-- SUPPLIED DATA --
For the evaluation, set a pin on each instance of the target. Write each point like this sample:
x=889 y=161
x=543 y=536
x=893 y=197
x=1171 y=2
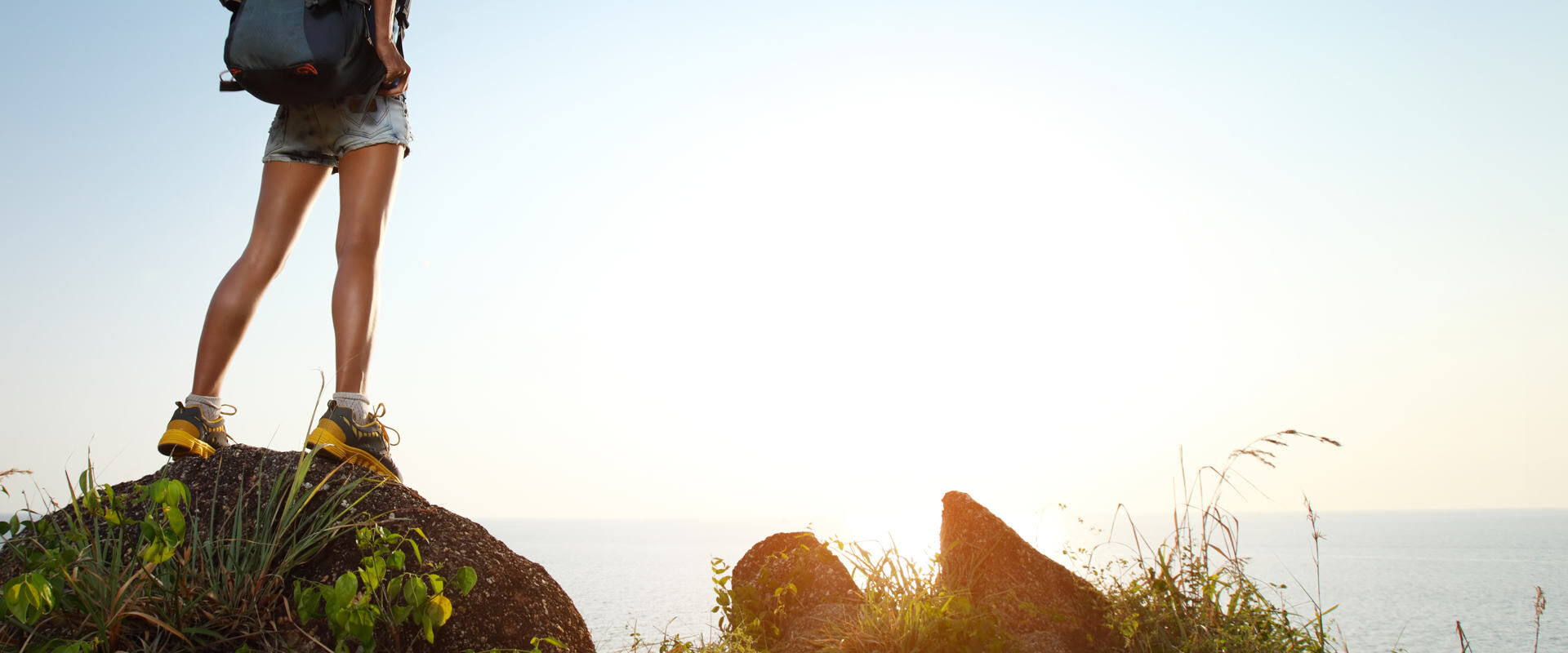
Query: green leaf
x=363 y=627
x=345 y=589
x=441 y=610
x=157 y=552
x=466 y=580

-- WORK REQUIRED --
Repeat all the entries above with "pin" changed to "marker" and everything else unchanged. Omit the pictures.

-- ANSWER FOR THIS EXERCISE --
For the evaluation, set a marker on each instance of the target. Write each point like this sample:
x=889 y=161
x=543 y=536
x=893 y=197
x=1171 y=2
Query: green leaf
x=363 y=627
x=345 y=589
x=441 y=610
x=157 y=552
x=466 y=580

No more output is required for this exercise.